- _Given exercise_:
Return every line of the records below that contains the string "rectangular".

- _Available records_:
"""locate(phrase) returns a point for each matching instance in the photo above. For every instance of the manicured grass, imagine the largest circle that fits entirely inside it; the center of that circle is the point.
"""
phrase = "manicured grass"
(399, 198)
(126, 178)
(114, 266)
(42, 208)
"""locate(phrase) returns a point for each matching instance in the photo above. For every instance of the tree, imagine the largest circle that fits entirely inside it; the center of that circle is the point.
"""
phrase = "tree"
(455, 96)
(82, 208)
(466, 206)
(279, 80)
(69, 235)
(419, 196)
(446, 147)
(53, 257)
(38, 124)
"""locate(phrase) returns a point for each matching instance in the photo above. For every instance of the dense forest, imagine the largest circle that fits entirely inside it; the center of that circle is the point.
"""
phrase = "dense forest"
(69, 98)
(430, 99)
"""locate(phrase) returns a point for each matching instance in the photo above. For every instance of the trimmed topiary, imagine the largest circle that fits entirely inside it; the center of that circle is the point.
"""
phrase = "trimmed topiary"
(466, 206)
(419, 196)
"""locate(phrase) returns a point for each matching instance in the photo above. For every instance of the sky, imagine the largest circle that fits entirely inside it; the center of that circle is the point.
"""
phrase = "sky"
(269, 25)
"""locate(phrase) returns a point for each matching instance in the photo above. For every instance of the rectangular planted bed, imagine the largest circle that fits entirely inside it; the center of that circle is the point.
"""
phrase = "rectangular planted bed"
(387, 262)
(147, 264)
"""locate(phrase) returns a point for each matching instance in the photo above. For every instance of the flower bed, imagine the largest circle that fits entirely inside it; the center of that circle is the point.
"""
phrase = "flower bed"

==

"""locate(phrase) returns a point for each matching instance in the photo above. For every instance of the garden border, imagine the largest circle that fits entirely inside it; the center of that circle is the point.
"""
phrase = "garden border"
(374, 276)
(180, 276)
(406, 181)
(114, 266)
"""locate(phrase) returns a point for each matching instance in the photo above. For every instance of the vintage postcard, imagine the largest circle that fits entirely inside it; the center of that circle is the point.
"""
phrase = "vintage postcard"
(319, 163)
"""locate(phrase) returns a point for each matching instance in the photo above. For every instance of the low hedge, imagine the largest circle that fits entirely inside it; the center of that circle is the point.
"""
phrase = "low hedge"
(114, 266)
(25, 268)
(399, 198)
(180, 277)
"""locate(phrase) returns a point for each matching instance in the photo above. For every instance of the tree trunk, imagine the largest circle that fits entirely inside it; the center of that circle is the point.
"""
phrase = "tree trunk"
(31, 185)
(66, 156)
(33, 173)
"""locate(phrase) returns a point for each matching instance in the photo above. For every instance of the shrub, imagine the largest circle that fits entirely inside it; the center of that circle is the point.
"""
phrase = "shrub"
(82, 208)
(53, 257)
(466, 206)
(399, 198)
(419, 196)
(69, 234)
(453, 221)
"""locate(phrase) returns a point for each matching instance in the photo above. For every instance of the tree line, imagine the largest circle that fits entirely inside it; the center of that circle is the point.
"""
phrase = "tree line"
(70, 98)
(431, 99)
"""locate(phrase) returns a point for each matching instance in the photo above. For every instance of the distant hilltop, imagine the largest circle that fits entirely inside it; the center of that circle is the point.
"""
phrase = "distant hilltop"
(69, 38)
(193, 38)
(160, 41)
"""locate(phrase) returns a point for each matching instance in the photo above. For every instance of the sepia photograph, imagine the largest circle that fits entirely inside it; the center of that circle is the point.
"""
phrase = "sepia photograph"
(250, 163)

* * *

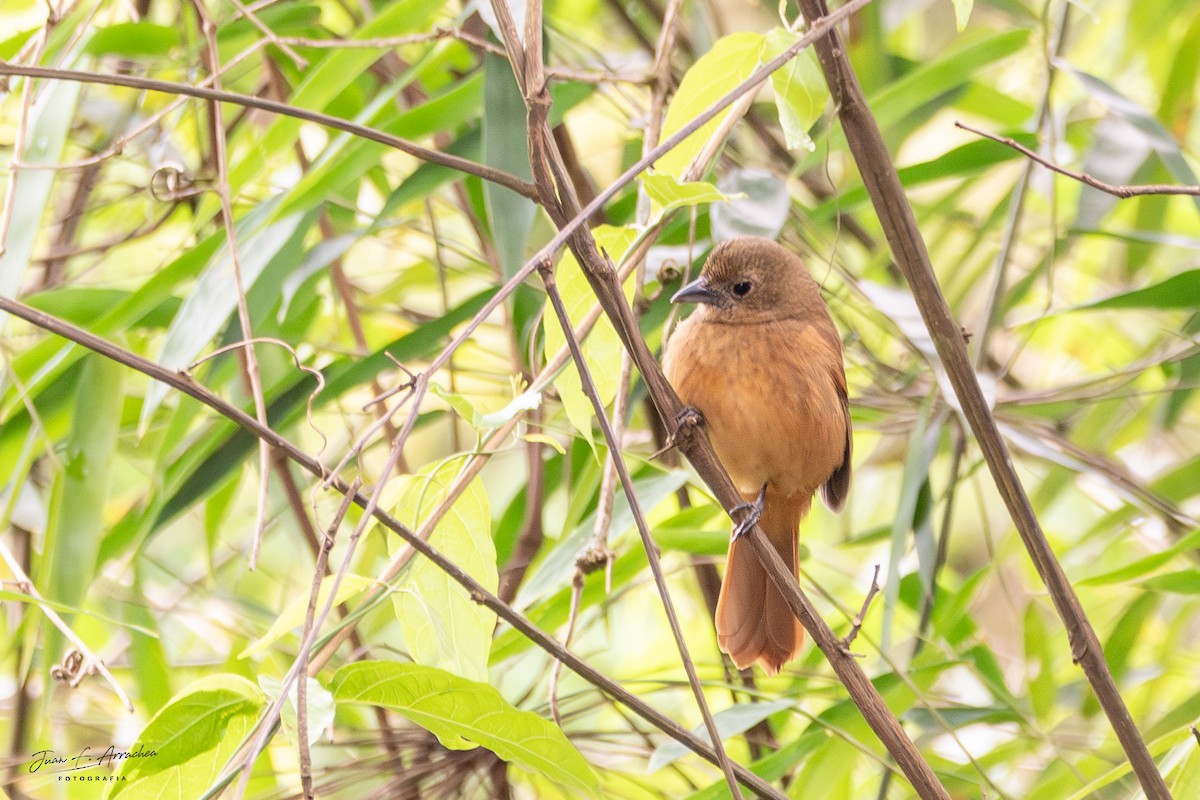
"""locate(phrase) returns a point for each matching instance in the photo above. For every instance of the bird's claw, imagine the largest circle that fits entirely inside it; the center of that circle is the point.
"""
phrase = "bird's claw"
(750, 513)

- _Complete output_:
"""locate(phrase) returns a point for each matching instance in the photo above. For every instance of the rectangular planted bed, imagine the largest circle that fits entirely inside it; the center of that circle is the point.
phrase = "rectangular planted bed"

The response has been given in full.